Problem to work on:
Pictures do not belong in the copy; retype the records below exactly.

--- Material for the task Enclosed Below ---

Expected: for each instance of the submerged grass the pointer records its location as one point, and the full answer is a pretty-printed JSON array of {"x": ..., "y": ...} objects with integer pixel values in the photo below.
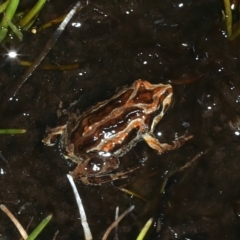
[{"x": 12, "y": 131}]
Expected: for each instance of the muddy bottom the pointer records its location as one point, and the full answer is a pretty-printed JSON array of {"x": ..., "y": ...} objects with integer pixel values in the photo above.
[{"x": 115, "y": 43}]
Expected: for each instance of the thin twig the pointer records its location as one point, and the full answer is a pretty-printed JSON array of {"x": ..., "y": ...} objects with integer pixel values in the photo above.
[
  {"x": 115, "y": 223},
  {"x": 86, "y": 229},
  {"x": 15, "y": 221}
]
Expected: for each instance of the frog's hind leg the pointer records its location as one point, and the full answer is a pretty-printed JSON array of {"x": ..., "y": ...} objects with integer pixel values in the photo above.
[
  {"x": 163, "y": 147},
  {"x": 98, "y": 180},
  {"x": 52, "y": 133}
]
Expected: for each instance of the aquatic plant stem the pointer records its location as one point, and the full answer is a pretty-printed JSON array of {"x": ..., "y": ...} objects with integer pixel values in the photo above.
[
  {"x": 14, "y": 90},
  {"x": 228, "y": 13}
]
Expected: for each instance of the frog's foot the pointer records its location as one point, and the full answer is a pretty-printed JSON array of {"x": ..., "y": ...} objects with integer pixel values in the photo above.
[
  {"x": 98, "y": 180},
  {"x": 52, "y": 135},
  {"x": 163, "y": 147}
]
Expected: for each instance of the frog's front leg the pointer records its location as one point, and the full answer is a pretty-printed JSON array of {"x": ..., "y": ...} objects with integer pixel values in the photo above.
[
  {"x": 52, "y": 133},
  {"x": 162, "y": 147}
]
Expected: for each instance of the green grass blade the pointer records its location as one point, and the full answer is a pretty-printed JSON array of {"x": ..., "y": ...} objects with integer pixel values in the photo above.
[
  {"x": 12, "y": 131},
  {"x": 10, "y": 11},
  {"x": 145, "y": 229},
  {"x": 39, "y": 228},
  {"x": 3, "y": 6},
  {"x": 30, "y": 15}
]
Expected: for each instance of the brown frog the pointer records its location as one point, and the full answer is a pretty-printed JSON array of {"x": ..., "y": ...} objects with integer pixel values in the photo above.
[{"x": 99, "y": 136}]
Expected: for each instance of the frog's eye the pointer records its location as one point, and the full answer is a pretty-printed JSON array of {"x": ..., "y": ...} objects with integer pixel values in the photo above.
[{"x": 94, "y": 166}]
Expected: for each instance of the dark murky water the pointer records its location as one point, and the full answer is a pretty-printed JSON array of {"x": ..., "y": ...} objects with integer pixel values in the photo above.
[{"x": 118, "y": 42}]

--- End of Enclosed Material for the task ---

Output of the exercise:
Expected: for each instance of the submerged grass the pointer records its location as one point, and the full answer is a pretty-printed JSON array of {"x": ..., "y": ...} objects with integer pixel values in the photo below.
[{"x": 12, "y": 131}]
Expected: for each instance of the muddy bottom the pointer records its location as one point, and the full answer is a pretty-printed JSON array of {"x": ..., "y": ...} objects with integer pixel values in the photo above.
[{"x": 115, "y": 43}]
Expected: for each instance of the thin twig the pointer records its location as one point, and the full answer is a pretty-printed JSON array of {"x": ..., "y": ...} objects with integer pixel values in the photo above.
[
  {"x": 115, "y": 223},
  {"x": 86, "y": 229},
  {"x": 15, "y": 221}
]
Expected: for each instance of the frog's hind leg the pointer records its location as one point, and the full answer is a pretty-printed JSON array of {"x": ..., "y": ...} objects with integer pixel values in the photo above.
[
  {"x": 163, "y": 147},
  {"x": 98, "y": 180},
  {"x": 52, "y": 133}
]
Expected: for each instance of the aquatic plant stem the pointer records its location as one point, and the full answer is a pretty-printed JSON array of {"x": ..., "y": ...} objects with integer pixel values in the photo above.
[
  {"x": 14, "y": 90},
  {"x": 228, "y": 13}
]
Expected: for each instance of the frog's foot the pointer records its location as one point, and the full answer is a pretty-printed JSON array of {"x": ..., "y": ...} objects with integer pixel values in the photo above.
[
  {"x": 98, "y": 180},
  {"x": 52, "y": 135},
  {"x": 163, "y": 147}
]
Expected: for each instance of the frog's front leg the pointer records its location as one point, and the full answer is a pretty-printed JSON array of {"x": ..., "y": ...} objects with integer pixel values in the photo above.
[
  {"x": 52, "y": 133},
  {"x": 162, "y": 147}
]
Expected: for each instance of the green grass blade the pointer records its location as one point, and the full answer is a pretty-printed JSON array of {"x": ..., "y": ...} objects with integer pixel values in the photo above.
[
  {"x": 12, "y": 131},
  {"x": 10, "y": 11},
  {"x": 145, "y": 229},
  {"x": 39, "y": 228},
  {"x": 3, "y": 6},
  {"x": 30, "y": 15}
]
Expected: for each instance of the brown frog the pointer records its location as one point, and the full answer is a pretty-printed JSON array of {"x": ..., "y": ...} objects with integer pixel values in the photo above.
[{"x": 99, "y": 136}]
Expected: for each instance of the frog's eye the pointer records its location as one point, and the full answer is a pretty-printed JSON array of {"x": ..., "y": ...} objects with integer pixel values in the photo above.
[{"x": 94, "y": 166}]
Expected: for each instance of the dark murky water the pointer records its location as one point, and the full answer is a pretty-printed JSON array of {"x": ..., "y": ...} objects with integer pixel values in the photo above.
[{"x": 118, "y": 42}]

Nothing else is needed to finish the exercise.